Geometry Proof - At it for Hours to No Avail

[meiso]

Homework Statement

Given:

Right triangle ABC with right angle A

segment AD is an altitude of the triangle
segment AE is an angle bisector of angle BAC
segment AF is the median of side BC

note: side BC has points D,E, and F on it in that order

EDIT: I've added a picture of the figure:
http://westchesterccb.com/proofpic.JPG

Prove:

angle DAE is congruent to angle EAF

Homework Equations

N/A

The Attempt at a Solution

Got three similar triangles in ABD ~ DAC ~ DBA

Sorry for the lack of formatting. To anyone who would attempt this proof and possibly solve it, I'd greatly appreciate it.

 

[tiny-tim]

Welcome to PF!

Hi meiso! Welcome to PF!

Hint: that's the same as proving that angle BAD = angle FAC

 

[meiso]

Yes, thank you for that hint. I had realized that and I still have not been able to solve it.
I also have the equations (either from givens or similar triangles and substitution):

angle ABC = angle DAE + angle EAF + angle FAC
angle BAD + angle DAE = angle EAF + angle FAC = 45 degrees
angle BAD = angle BCA

If I could somehow prove angle ABC = angle BAD + angle DAE + angle EAF,
then AF = BF, then BF = FC, and by the base angles theorem,
angle FAC = angle FCA, then by the transitive property, angle BAD = angle FAC, and the rest is easy from there. However, I can't seem to establish that link above.

 

[tiny-tim]

Yes, thank you for that hint. I had realized that and I still have not been able to solve it.

Work instructions:
**A)** In the geometry proof thread, in what order do points D, E, and F lie on side BC?
**B)** Reproduce everything in the geometry proof thread from "If I could somehow" down to "that link above.".
**C)** Proceed with the geometry proof thread, starting right after its last sentence.

Supplied data:

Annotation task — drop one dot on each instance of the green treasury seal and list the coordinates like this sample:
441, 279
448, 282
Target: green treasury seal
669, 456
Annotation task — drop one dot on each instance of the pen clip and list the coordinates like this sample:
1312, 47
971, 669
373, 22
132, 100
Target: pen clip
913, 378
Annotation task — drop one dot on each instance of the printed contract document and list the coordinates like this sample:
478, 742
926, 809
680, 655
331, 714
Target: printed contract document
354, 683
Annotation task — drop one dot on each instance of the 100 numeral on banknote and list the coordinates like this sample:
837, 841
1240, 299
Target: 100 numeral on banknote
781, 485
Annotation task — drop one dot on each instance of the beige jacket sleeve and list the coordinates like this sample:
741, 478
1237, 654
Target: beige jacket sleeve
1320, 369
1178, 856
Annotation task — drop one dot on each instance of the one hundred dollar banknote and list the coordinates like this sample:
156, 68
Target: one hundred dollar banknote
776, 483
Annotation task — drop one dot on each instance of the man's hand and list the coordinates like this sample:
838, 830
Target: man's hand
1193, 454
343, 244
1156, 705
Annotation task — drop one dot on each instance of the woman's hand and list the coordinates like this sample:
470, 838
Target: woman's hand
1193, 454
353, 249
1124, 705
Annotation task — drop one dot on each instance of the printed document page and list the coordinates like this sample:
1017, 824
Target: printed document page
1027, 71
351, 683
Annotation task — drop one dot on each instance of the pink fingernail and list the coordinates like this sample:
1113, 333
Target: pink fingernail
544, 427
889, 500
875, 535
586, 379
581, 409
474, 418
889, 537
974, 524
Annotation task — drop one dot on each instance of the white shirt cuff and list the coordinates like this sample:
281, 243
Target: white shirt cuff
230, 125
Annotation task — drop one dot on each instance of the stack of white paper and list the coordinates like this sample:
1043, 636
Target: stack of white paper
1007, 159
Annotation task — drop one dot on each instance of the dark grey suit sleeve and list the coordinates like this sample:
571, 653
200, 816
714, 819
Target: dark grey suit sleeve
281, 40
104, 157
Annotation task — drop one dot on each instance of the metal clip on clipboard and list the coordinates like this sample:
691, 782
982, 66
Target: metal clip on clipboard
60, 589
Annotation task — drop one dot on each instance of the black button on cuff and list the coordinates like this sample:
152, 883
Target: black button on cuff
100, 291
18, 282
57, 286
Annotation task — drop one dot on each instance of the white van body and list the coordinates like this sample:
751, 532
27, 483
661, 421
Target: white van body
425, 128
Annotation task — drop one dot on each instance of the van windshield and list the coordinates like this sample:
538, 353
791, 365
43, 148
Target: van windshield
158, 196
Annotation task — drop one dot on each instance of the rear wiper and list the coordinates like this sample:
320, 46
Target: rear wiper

Replies:
**A)** D, E, and F lie on side BC in that order.

**B)**
If I could somehow prove angle ABC = angle BAD + angle DAE + angle EAF,
then AF = BF, then BF = FC, and by the base angles theorem,
angle FAC = angle FCA, then by the transitive property, angle BAD = angle FAC, and the rest is easy from there. However, I can't seem to establish that link above.

**C)**
ah … well, that's why it's so important for you to start by telliing us what you have tried

ok, new hint:

you have a right-angled triangle, so draw it in a circle ​

 

[meiso]

Wow. Very elegant tiny-tim. Thank you. BC becomes the diameter of the circle, so BF, FC, and AF are all radii, so their measures are all equal, which is what I needed.

I was helping a high school student whom I tutor with this proof, and I never would have thought of using your method because he has not done anything like that in class. Thank you again, but if there is another method without using a circumscribed circle, I would love to know!

 

[tiny-tim]

… if there is another method without using a circumscribed circle, I would love to know!

ok … alternative hint:

draw FG parallel to AC ​

 

[meiso]

Ok. So FG is drawn with G on segment BA, and intersects two sides of the triangle, so, being parallel to the base, it divides the other two sides proportionally.
Since BF=FC, BF/FC = 1, so BG/GA must equal 1 and and therefore BG=GA.

Following from that, I can use the SAS(BG=GA, two right angles, Reflexive GF) theorem to prove triangle BGF is congruent to triangle AGF. Triangle BGF is similar to triangle BAC (AA Theorem), so angle BFG = angle BCA. Angle AFG = angle FAC because they are alt. int. angles, but angle AFG also equals angle BCA (because angle BCA = angle BFG). By the transitive property (angle BCA = angle BAD already established), then, angle BAD = angle FAC!

This all led from your hint. Please tell me if any of my logic was incorrect (I know it's a lot to sift through) or if there is a shorter way to reach the conclusion.

And thanks again!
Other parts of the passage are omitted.